> _TEKS PILIHAN_
§
Ahli: Dewan Pengawas Hancurkan Independensi KPK
Berita

Ahli: Dewan Pengawas Hancurkan Independensi KPK

Menurut Denny, Dewan Pengawas senyatanya harus dimaknai sebagai masuknya kontrol, terutama kontrol eksekutif dalam tubuh KPK.

Agus Sahbani
Bacaan 2 Menit
Gedung MK. Foto: RES
Gedung MK. Foto: RES

Sidang lanjutan pengujian Undang-Undang (UU) Nomor 19 Tahun 2019 tentang Perubahan Kedua atas UU Nomor 30 Tahun 2002 tentang Komisi Pemberantasan Tindak Pidana Korupsi (UU KPK) untuk beberapa permohonan kembali digelar. Sidang kali ini, Mahkamah Konstitusi (MK) mengagendakan mendengarkan keterangan beberapa ahli yang diajukan para pemohon.

 

Salah satu ahli yang dihadirkan pakar hukum tata negara Prof Denny Indrayana. Mengawali paparannya, Denny mengatakan semangat antikorupsi menjadi landasan lahirnya perubahan konstitusi yang membawa pada era reformasi. “Sangat jelas, semangat antikorupsi mewarnai perubahan konstitusi kita. Karenanya ruh antikorupsi ditiupkan dalam UUD 1945,” ujar Denny di ruang sidang pleno MK, Rabu (12/2/2020) seperti dikutip laman MK.

 

Menanggapi sejumlah permohonan pengujian Perubahan UU KPK, Denny menilai independensi merupakan salah satu roh KPK. Karena itu, kata Denny, kehadiran organ Dewan Pengawas KPK dalam revisi UU KPK, salah satu persoalannya terletak pada bagaimana hal-hal tersebut menghancurkan prinsip independensi KPK.

 

“Bagaimana KPK kemudian dimasukkan ke dalam executive agency, tidak lagi sebagai independent agency. Dewan Pengawas dengan segala kewenangannya, terutama dalam perizinan-perizinan terkait hukum yang memaksa, penyadapan, penggeledahan, dan lain-lain, menurut kami sudah masuk dalam tataran yang merusak independensi KPK,” kata  Denny sebagai Ahli Pemohon Perkara 59/PUU-XVI/2019 yang dimohonkan 25 advokat. Baca Juga: Tak Miliki Kedudukan Hukum, Pengujian Perubahan UU KPK Kandas

 

Guru Besar Hukum Tata Negara Fakultas Hukum Universitas Gadjah Mada ini menilai model semacam dewan pengawas tidak ditemukan dalam praktik penegakan hukum di negara-negara lain. Sedangkan, revisi UU KPK dengan berbagai perubahan, menurut Denny, senyatanya harus dimaknai sebagai masuknya kontrol, terutama kontrol eksekutif dalam tubuh KPK.
§
> _CATATAN TERSEDIA_
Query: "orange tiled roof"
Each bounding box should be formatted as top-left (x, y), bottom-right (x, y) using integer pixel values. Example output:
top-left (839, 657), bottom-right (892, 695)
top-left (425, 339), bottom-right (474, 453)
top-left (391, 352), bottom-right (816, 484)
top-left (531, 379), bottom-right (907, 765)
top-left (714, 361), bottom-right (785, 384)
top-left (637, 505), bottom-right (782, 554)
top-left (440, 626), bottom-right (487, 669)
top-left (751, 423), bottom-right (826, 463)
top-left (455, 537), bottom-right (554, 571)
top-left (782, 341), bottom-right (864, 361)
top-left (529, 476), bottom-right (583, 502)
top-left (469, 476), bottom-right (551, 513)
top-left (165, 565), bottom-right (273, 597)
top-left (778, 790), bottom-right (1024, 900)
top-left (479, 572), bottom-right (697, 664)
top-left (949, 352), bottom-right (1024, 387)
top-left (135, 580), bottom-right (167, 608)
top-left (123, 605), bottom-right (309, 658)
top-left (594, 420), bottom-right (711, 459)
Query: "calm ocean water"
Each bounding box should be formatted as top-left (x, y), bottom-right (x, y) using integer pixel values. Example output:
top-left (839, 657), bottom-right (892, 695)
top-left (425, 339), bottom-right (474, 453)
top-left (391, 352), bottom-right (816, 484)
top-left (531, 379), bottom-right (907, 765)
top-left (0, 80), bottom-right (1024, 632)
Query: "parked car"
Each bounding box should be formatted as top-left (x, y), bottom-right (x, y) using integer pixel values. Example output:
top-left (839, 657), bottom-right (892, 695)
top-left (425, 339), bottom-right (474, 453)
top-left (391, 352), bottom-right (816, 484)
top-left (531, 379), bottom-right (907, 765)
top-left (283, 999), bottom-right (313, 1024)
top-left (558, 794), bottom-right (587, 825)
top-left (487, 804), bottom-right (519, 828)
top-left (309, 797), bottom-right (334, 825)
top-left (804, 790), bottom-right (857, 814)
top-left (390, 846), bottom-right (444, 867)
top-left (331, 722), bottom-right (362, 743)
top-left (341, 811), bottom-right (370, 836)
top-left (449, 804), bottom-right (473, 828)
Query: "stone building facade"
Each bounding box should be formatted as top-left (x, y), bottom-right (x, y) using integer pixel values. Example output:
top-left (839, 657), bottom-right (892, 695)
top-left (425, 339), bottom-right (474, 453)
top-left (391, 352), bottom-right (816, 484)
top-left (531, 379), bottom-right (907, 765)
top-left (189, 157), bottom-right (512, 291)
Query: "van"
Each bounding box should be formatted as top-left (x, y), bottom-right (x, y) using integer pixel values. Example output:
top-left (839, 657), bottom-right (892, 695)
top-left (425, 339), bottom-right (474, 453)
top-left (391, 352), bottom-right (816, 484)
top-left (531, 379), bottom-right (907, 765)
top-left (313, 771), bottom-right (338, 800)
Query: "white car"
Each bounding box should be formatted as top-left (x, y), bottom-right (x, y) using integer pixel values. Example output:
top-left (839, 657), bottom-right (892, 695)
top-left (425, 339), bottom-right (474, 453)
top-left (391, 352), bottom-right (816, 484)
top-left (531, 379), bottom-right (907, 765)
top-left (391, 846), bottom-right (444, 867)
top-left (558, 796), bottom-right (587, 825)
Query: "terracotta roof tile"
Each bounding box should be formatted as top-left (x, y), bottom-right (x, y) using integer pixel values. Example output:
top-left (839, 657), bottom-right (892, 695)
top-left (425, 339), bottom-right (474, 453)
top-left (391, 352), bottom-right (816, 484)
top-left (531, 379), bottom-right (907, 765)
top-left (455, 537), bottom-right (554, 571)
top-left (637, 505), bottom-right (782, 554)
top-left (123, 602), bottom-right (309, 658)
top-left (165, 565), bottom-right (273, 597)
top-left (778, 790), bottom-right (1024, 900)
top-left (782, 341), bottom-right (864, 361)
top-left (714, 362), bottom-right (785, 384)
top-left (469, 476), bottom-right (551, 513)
§
> _SOAL LATIHAN A_
Menurut berita tentang Dewan Pengawas KPK, berapa advokat yang mengajukan Perkara 59/PUU-XVI/2019?
> _SOAL LATIHAN B_
Tulislah kelanjutan berita tentang Dewan Pengawas KPK, dimulai setelah kalimat terakhirnya.
Catatan di atas tidak diperlukan untuk mengerjakan latihan ini.

> _HASIL JAWABAN A_
Perkara itu diajukan oleh 25 advokat.

> _HASIL JAWABAN B_
 

“Kami berpandangan, revisi UU KPK tidak terkecuali tentang Dewan Pengawas harus betul-betul dilihat dengan cermat dan lebih dalam dari sekedar teks. Apakah ini legal policy, open legal policy atau bukan?” kata Denny.

 

Tantangan sangat berat

Sementara Mantan Ketua KPK M. Busyro Muqoddas menilai pemberantasan korupsi menghadapi tantangan yang sangat berat, terutama setelah berlakunya Perubahan UU KPK. “Politik hukum pembentukan KPK diawali reformasi, tidak hanya diharapkan untuk memberantas korupsi, tetapi juga menjadi jawaban bahwa Indonesia sedang menghadapi kejahatan yang luar biasa. Karena itu, upaya pemberantasannya tidak bisa dilakukan dengan cara yang biasa, tapi dengan cara luar biasa,” kata Busyro.

 

Diungkapkan Busyro, pemberantasan korupsi perlu dilakukan secara intensif, profesional, dan berkesinambungan karena merugikan keuangan negara, menghambat pembangunan nasional, serta memiskinkan rakyat secara terstruktur, masif dan sistematis. “Dalam rangkaian ketatanegaraan yang kontemporer, KPK sebagai lembaga independen kedudukannya sejajar dengan lembaga eksekutif, legislatif dan yudikatif,” kata Busyro sebagai Ahli Pemohon Perkara Nomor 70/PUU-XVII/2019 yang dimohonkan Fathul Wahid dkk.

 

Sedangkan Ridwan menerangkan dari perspektif hukum administrasi. “Izin dalam konteks hukum administrasi adalah organ pemerintah berdasarkan peraturan perundangan yang disyaratkan untuk satu aktivitas memerlukan pengawasan khusus,” kata Ridwan yang merupakan Dosen Fakultas Hukum Universitas Islam Indonesia.

 

Dilihat dari perspektif ilmu yang dikuasainya, Ridwan menyebut KPK adalah institusi yang dibentuk melalui UU yang dalam pembentukannya dilekati wewenang. Untuk menjalankan wewenang tersebut, diperlukan fungsionaris yang akan melaksanakan wewenang pada jabatan itu, diantaranya Dewan Pengawas KPK.

 

“Dewan Pengawas dan Pimpinan KPK berada dalam satu institusi yang kedua-duanya bertindak untuk dan atas nama institusi KPK, yang ada pembedaan mengenai fungsinya. Pembedaan itu secara eksplisit disebutkan dalam undang-undang,” ujar Ridwan yang juga Ahli Pemohon Perkara Nomor 70/PUU-XVII/2019.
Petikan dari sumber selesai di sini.